▸ **PROBLEM TO WORK ON**
Render every line of the listing below as a JSON list of strings, one string per line, with blank lines omitted and the pictures excluded.

▸ **INPUT DATA**
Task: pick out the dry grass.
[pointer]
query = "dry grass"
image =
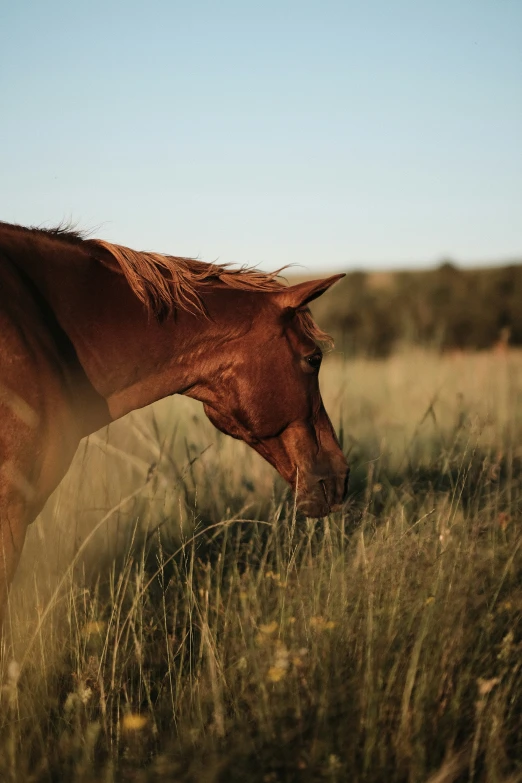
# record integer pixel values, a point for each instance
(173, 620)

▸ **EXERCISE SOLUTION**
[
  "Task: pick out the dry grass.",
  "[pointer]",
  "query = \"dry grass\"",
  "image =",
  "# record integer pixel values, a point for each instance",
  "(173, 620)"
]